2020.05.27
感染症とその対策
感染症は、体内に侵入したウイルスなどの病原体が増殖し、発熱や下痢などの症状を起こします。人から人へ伝染する感染症のほかに、動物や昆虫、傷口から感染するものもあります。
感染症にかからないためには、感染源、感染経路、宿主(感染を受けやすい人)という3つの感染要因を排除していくことが重要です。感染源とは、感染症の原因となる細菌やウイルスを含んでいるもののことで、嘔吐物や排泄物、粘膜、血液などがあります。感染を予防するためには、感染源になりうるものを取り扱う際に、感染する危険性があるという意識を持つことが大切です。感染経路にはさまざまなものがありますが、日常生活で気を付けたいのは接触感染、飛沫感染、空気感染の3つです。接触感染は、直接的な接触だけでなく、ドアノブやエレベーターなどのボタンの間接的な接触を介しても感染します。病原体に触れた手で食べ物に触ることで、主に口から体内へと病原体が侵入します。飛沫感染は、くしゃみや咳をした時に出るつばなどの飛沫による感染のことです。空気感染は、飛沫核と呼ばれる、飛沫に含まれる水分が蒸発した直径0.005mm以下の粒子を吸引することによる感染をいいます。また、病原体は宿主を介して感染します。宿主にならないために、日ごろから健康状態を保ち、病原体への抵抗力を高めましょう。
また、この3つの感染要因のほかに、病原体を「持ち込まない」「持ち出さない」「拡げない」という意識も重要です。
感染症の具体的な予防法は、病気によってそれぞれ異なりますが、手洗い・うがい、咳エチケットは、いずれの感染症に対しても基本的な対策として大切です。
手洗いのポイント
私たちは日ごろ思った以上にエスカレーターの手すりや電車のつり革など、いろいろなものに触れています。感染する病原体の多くは、まず手に付着します。ウイルスが付着している手で不用意に顔などに触れて感染しないよう、外出先から帰ってきたときや調理の前後、食事の前など、こまめに手を洗うようにしましょう。手洗いができない場合は、アルコール消毒液が有効です。
■正しい手の洗い方
手洗いの前に、爪は短く切っておきましょう
時計や指輪は外しておきましょう
- ①流水でよく手をぬらした後、石けんをつけ、手のひらをよくこすります。
- ②手の甲をのばすようにこすります。
- ③指先・爪の間を念入りにこすります。
- ④指の間を洗います。
- ⑤親指と手のひらをねじり洗いします。
- ⑥手首も忘れずに洗います。
石けんで洗い終わったら、十分に水で流し、清潔なタオルやペーパータオルでよく拭き取って乾かします。
咳エチケットのポイント
マスクの着用で重要なのは、鼻から顎までを確実に覆い、隙間が無いようにつけることです。マスクが無い場合には、ティッシュやハンカチで口と鼻を覆います。マスク、ティッシュ、ハンカチのいずれもない時や、あってもとっさに用意できない時には、袖や上着の内側で口や鼻を覆いましょう。ほかの人に飛沫がかからないように顔を背け、周囲にも気を配りましょう。咳、くしゃみをした後のティッシュはすぐに捨て、こまめに手を洗いましょう。

- **元データ**
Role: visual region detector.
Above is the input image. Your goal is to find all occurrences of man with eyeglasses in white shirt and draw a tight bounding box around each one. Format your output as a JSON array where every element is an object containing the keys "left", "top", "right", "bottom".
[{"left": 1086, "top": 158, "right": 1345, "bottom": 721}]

- **課題の内容**
感染症の対策についての文章を、「感染症にかからないためには、」を含むところから「- ③指先・爪の間を念入りにこすります。」までそのまま書き写してください。

- **課題の答え**
感染症にかからないためには、感染源、感染経路、宿主(感染を受けやすい人)という3つの感染要因を排除していくことが重要です。感染源とは、感染症の原因となる細菌やウイルスを含んでいるもののことで、嘔吐物や排泄物、粘膜、血液などがあります。感染を予防するためには、感染源になりうるものを取り扱う際に、感染する危険性があるという意識を持つことが大切です。感染経路にはさまざまなものがありますが、日常生活で気を付けたいのは接触感染、飛沫感染、空気感染の3つです。接触感染は、直接的な接触だけでなく、ドアノブやエレベーターなどのボタンの間接的な接触を介しても感染します。病原体に触れた手で食べ物に触ることで、主に口から体内へと病原体が侵入します。飛沫感染は、くしゃみや咳をした時に出るつばなどの飛沫による感染のことです。空気感染は、飛沫核と呼ばれる、飛沫に含まれる水分が蒸発した直径0.005mm以下の粒子を吸引することによる感染をいいます。また、病原体は宿主を介して感染します。宿主にならないために、日ごろから健康状態を保ち、病原体への抵抗力を高めましょう。
また、この3つの感染要因のほかに、病原体を「持ち込まない」「持ち出さない」「拡げない」という意識も重要です。
感染症の具体的な予防法は、病気によってそれぞれ異なりますが、手洗い・うがい、咳エチケットは、いずれの感染症に対しても基本的な対策として大切です。
手洗いのポイント
私たちは日ごろ思った以上にエスカレーターの手すりや電車のつり革など、いろいろなものに触れています。感染する病原体の多くは、まず手に付着します。ウイルスが付着している手で不用意に顔などに触れて感染しないよう、外出先から帰ってきたときや調理の前後、食事の前など、こまめに手を洗うようにしましょう。手洗いができない場合は、アルコール消毒液が有効です。
■正しい手の洗い方
手洗いの前に、爪は短く切っておきましょう
時計や指輪は外しておきましょう
- ①流水でよく手をぬらした後、石けんをつけ、手のひらをよくこすります。
- ②手の甲をのばすようにこすります。
- ③指先・爪の間を念入りにこすります。